Problem 1 ▸ Translate the sentence "It does appear to use increasing amounts of CPU and memory." from the excerpt about the bhc command into French.
Problem 2 ▸ In the lines of data, update the part that opens with the line containing "of the chinese" and closes with the line containing "x=122, y=585" by replacing "manhole cover" with "sewer lid", leaving everything else unchanged. Return only those lines.

On 27/04/2013 18:41, Dan Tenenbaum wrote:
> On Fri, Apr 26, 2013 at 3:00 PM, Joseph Viviano <vivianoj at yorku.ca> wrote:
>> Hello, my apologies for the sloppy post.
>>
>> You can find a sample dataset here: https://www.dropbox.com/sh/p1od9e4vx8ky66a/igt2OkNDbQ
>>
>> And the code I ran was essentially:
>>
>> data       <- read.csv("subsample.csv",header=FALSE)
>> itemLabels <- t(read.csv("labels.csv", header=FALSE)) #read in and transpose
>> timePoints <- 1:24                                    #number of timepoints
>> BHC_OUT    <- bhc(data,itemLabels,timePoints,"time-course",verbose=TRUE,numThreads=8)
>>
>> This is where it completely locks up. Also, note that I get the same result with multiple permutations of the bhc command, and that this occurs on multiple versions of R for me (including the latest releases).
>>
>
> Thanks. It does appear to use increasing amounts of CPU and memory.
> I'm cc'ing the BHC maintainer.
> Dan
>
>
>> I should note that I have demeaned and variance normalized all time series before entering them into bhc, if that makes a difference.

Lines of data ▸
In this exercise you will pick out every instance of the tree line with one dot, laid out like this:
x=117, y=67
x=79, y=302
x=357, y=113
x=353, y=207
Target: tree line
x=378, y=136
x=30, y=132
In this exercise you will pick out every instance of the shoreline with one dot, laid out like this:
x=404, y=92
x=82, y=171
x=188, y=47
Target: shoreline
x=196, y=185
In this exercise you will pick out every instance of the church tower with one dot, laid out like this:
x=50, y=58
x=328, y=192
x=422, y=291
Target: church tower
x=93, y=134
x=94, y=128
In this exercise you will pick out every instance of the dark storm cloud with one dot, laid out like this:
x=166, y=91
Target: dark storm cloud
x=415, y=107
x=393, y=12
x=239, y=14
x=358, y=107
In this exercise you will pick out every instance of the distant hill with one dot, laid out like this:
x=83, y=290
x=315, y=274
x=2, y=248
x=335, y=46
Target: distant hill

---

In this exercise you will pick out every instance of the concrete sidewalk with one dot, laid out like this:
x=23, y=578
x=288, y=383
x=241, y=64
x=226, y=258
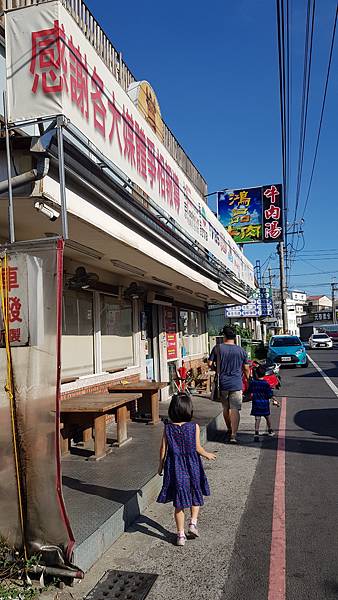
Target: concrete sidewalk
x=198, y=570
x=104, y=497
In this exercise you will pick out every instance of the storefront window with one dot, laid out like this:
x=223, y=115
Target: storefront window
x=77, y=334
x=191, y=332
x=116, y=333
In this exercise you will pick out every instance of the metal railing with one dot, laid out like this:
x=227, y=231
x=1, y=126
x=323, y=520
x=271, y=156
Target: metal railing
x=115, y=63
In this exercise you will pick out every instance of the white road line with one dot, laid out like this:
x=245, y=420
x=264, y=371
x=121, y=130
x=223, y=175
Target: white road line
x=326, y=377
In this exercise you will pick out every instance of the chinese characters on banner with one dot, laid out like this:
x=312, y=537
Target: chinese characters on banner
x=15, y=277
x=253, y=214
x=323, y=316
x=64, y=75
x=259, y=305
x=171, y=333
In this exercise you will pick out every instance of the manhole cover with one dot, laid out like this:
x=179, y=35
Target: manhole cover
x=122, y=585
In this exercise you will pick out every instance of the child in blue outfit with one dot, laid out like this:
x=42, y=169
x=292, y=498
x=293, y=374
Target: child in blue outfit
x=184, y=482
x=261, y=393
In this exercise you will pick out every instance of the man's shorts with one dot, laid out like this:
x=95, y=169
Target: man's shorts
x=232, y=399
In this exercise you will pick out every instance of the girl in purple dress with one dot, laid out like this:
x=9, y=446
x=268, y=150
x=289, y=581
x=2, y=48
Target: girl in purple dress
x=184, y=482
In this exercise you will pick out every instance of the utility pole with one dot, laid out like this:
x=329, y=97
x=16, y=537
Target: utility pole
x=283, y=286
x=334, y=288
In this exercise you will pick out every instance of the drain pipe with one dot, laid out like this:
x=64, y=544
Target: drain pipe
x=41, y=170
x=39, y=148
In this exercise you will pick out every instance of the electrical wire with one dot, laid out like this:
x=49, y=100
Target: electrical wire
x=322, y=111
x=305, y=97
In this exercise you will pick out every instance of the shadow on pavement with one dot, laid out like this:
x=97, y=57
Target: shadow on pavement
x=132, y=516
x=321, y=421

Exercise output 1 ▸ Il semble effectivement utiliser des quantités croissantes de CPU et de mémoire.

Exercise output 2 ▸
In this exercise you will pick out every instance of the chinese characters on banner with one dot, laid out like this:
x=312, y=537
Target: chinese characters on banner
x=15, y=277
x=253, y=214
x=323, y=316
x=64, y=75
x=259, y=305
x=171, y=333
In this exercise you will pick out every instance of the sewer lid with one dot, laid out like this:
x=179, y=35
Target: sewer lid
x=122, y=585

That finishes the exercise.